:: Input for this task

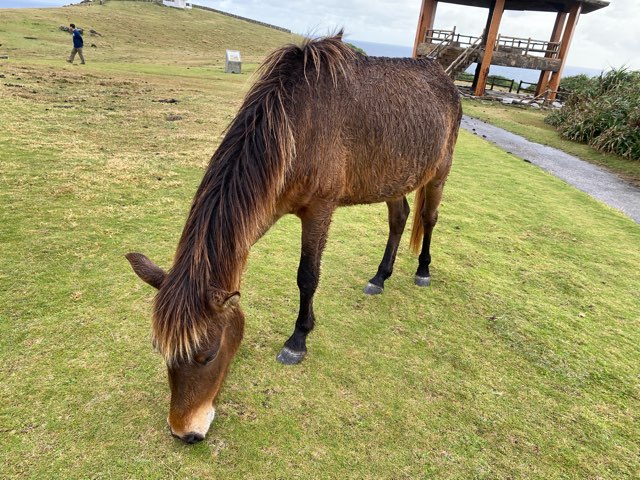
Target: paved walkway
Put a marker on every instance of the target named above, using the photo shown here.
(589, 178)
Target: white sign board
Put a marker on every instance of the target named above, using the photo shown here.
(233, 56)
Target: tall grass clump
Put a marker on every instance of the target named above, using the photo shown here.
(603, 111)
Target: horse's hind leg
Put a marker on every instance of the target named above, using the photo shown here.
(398, 214)
(432, 196)
(315, 228)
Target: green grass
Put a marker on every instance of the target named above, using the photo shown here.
(530, 124)
(520, 361)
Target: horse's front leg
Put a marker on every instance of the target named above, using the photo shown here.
(398, 213)
(315, 227)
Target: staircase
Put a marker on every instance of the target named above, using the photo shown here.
(466, 58)
(455, 58)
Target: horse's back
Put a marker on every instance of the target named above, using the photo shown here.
(399, 128)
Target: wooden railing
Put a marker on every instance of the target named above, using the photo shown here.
(438, 36)
(442, 39)
(524, 46)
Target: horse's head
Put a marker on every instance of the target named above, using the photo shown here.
(198, 345)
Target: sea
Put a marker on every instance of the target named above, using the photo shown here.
(517, 74)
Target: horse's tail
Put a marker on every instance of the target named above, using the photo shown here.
(417, 229)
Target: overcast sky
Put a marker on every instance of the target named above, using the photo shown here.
(605, 38)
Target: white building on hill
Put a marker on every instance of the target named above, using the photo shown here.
(177, 3)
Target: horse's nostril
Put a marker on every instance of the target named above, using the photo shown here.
(193, 438)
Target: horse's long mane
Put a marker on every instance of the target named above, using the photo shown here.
(238, 193)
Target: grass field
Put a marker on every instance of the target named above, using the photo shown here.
(530, 124)
(522, 360)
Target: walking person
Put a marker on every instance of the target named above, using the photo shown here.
(78, 43)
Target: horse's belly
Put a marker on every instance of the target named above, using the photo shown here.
(383, 181)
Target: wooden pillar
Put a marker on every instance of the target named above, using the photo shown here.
(495, 15)
(476, 74)
(425, 22)
(555, 37)
(569, 29)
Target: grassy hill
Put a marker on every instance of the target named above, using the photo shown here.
(522, 359)
(135, 32)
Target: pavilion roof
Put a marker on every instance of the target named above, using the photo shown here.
(537, 5)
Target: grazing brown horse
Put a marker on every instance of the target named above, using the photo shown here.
(323, 127)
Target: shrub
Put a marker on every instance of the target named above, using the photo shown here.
(602, 111)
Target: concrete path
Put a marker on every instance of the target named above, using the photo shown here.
(589, 178)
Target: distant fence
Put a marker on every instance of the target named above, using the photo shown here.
(275, 27)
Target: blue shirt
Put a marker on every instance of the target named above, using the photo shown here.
(77, 39)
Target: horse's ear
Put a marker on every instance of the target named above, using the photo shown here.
(146, 269)
(222, 300)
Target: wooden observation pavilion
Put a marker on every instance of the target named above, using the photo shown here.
(456, 52)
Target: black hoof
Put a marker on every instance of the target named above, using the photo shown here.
(290, 357)
(372, 289)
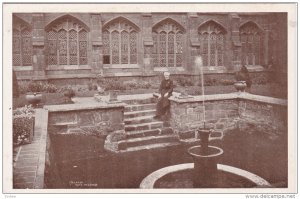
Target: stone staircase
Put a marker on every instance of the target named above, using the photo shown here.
(143, 132)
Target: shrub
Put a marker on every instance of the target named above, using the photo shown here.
(210, 81)
(23, 125)
(131, 84)
(113, 84)
(144, 84)
(226, 82)
(184, 81)
(34, 87)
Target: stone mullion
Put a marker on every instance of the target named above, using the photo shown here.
(174, 50)
(78, 56)
(21, 49)
(129, 49)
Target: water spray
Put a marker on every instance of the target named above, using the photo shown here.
(199, 64)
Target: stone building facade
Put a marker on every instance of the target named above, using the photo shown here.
(54, 46)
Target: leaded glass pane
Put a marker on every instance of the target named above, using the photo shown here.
(133, 47)
(106, 43)
(62, 47)
(115, 47)
(124, 47)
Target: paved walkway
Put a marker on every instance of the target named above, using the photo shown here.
(29, 159)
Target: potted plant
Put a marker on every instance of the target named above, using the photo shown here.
(242, 79)
(69, 93)
(34, 95)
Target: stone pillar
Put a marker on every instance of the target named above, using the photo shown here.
(236, 52)
(193, 41)
(96, 41)
(147, 43)
(38, 43)
(266, 47)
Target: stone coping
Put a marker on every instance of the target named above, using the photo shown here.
(29, 164)
(229, 96)
(149, 181)
(81, 106)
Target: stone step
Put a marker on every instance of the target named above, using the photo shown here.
(152, 132)
(149, 147)
(187, 134)
(140, 101)
(139, 120)
(142, 141)
(139, 113)
(144, 126)
(140, 107)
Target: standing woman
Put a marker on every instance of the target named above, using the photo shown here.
(165, 90)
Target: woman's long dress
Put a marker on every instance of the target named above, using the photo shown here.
(163, 103)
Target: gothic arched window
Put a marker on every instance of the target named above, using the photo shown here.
(67, 43)
(22, 45)
(167, 44)
(120, 39)
(212, 40)
(251, 40)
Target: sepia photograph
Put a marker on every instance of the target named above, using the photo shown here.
(191, 98)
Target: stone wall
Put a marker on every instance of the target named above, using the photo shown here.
(226, 112)
(273, 25)
(93, 120)
(262, 117)
(219, 115)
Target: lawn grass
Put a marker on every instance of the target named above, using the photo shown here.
(271, 90)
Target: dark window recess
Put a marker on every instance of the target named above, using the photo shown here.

::::

> **Instructions to follow**
Search the entries above for the word "window" and copy each line where it appears.

> **Response below**
Target: gothic arched window
Target: dark window recess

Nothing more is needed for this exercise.